## Exercise task
All of the data must be printed exactly; please include every line.

Stored records
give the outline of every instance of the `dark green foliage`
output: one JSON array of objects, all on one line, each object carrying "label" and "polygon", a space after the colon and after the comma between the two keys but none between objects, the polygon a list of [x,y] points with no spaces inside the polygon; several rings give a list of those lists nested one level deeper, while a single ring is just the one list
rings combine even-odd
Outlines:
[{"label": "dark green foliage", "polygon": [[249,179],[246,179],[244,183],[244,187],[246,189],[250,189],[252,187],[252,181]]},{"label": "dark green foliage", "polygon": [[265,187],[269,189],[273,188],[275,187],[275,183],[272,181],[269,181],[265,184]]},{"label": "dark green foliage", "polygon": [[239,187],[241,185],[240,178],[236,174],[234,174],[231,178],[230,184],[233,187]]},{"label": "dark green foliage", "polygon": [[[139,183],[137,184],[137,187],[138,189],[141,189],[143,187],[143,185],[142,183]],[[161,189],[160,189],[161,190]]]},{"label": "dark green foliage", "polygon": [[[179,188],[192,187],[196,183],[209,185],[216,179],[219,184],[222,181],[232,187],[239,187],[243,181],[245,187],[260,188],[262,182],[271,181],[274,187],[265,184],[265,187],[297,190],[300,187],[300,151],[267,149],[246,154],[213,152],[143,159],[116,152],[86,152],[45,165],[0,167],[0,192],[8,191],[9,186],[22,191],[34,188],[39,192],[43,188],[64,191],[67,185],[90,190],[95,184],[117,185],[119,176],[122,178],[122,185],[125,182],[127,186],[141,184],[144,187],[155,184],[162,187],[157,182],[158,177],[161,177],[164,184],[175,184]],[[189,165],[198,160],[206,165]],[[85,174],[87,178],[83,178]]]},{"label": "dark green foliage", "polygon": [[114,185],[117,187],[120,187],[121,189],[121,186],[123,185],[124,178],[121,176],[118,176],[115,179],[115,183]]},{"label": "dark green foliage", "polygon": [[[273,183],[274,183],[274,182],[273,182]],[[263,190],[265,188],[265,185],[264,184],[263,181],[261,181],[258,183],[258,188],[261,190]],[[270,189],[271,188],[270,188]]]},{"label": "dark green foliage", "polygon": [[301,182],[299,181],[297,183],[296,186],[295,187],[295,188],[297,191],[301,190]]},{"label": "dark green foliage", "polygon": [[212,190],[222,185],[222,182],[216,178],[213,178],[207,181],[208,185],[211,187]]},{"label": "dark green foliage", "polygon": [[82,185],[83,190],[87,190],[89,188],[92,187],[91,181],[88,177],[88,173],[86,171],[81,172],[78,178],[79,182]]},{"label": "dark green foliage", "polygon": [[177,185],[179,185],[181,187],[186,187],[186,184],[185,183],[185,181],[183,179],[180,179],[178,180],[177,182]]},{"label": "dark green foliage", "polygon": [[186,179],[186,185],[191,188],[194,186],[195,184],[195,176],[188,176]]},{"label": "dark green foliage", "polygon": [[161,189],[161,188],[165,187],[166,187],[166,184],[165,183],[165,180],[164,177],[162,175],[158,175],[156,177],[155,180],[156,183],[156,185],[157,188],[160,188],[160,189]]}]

## The result
give the outline of every instance of the `dark green foliage`
output: one JSON array of objects, all on one line, each object carrying "label" and "polygon", a space after the colon and after the comma between the two keys but none between objects, the polygon a list of [x,y] points with no spaces inside the polygon; several rings give a list of those lists nested one level deeper, while a single ring is just the one list
rings combine even-odd
Outlines:
[{"label": "dark green foliage", "polygon": [[249,179],[246,179],[244,183],[244,187],[246,189],[250,189],[252,187],[252,181]]},{"label": "dark green foliage", "polygon": [[265,187],[269,189],[273,188],[275,187],[275,183],[272,181],[269,181],[265,184]]},{"label": "dark green foliage", "polygon": [[239,187],[241,185],[240,178],[236,174],[234,174],[231,178],[230,184],[233,187]]},{"label": "dark green foliage", "polygon": [[[139,183],[137,184],[137,187],[138,189],[141,189],[143,187],[143,185],[142,183]],[[161,189],[160,189],[161,190]]]},{"label": "dark green foliage", "polygon": [[[179,188],[192,187],[196,183],[209,185],[216,179],[219,184],[222,181],[232,187],[239,187],[243,181],[245,187],[260,188],[262,182],[271,181],[274,187],[265,184],[265,187],[297,190],[300,187],[300,151],[267,149],[246,154],[213,152],[143,159],[116,152],[86,152],[45,165],[0,167],[0,192],[8,191],[9,186],[22,191],[34,188],[39,192],[43,188],[64,191],[67,185],[90,190],[95,184],[117,185],[119,176],[122,178],[122,185],[125,182],[127,186],[141,184],[144,187],[155,184],[162,187],[157,182],[158,177],[161,177],[164,184],[175,184]],[[189,165],[198,160],[206,165]],[[85,174],[87,178],[83,178]]]},{"label": "dark green foliage", "polygon": [[114,185],[117,187],[120,187],[121,189],[121,186],[123,185],[124,178],[121,176],[118,176],[115,179],[115,183]]},{"label": "dark green foliage", "polygon": [[[273,183],[274,183],[274,182],[273,182]],[[263,190],[265,188],[265,185],[264,184],[263,181],[261,181],[258,183],[258,188],[261,190]],[[270,189],[271,188],[270,188]]]},{"label": "dark green foliage", "polygon": [[301,182],[299,181],[297,183],[296,186],[295,187],[295,188],[297,191],[301,190]]},{"label": "dark green foliage", "polygon": [[212,190],[222,185],[222,182],[216,178],[213,178],[207,181],[208,185],[211,187]]},{"label": "dark green foliage", "polygon": [[82,185],[83,190],[87,190],[89,188],[92,187],[91,181],[88,177],[88,173],[86,171],[81,172],[78,178],[79,182]]},{"label": "dark green foliage", "polygon": [[177,185],[179,185],[181,187],[186,187],[186,184],[185,183],[185,181],[183,179],[180,179],[178,180],[177,182]]},{"label": "dark green foliage", "polygon": [[186,179],[186,185],[191,188],[194,186],[195,184],[195,176],[188,176]]},{"label": "dark green foliage", "polygon": [[161,189],[161,188],[165,187],[166,187],[166,184],[165,183],[165,180],[164,177],[162,175],[158,175],[156,177],[155,180],[156,183],[156,185],[157,188],[160,188],[160,189]]}]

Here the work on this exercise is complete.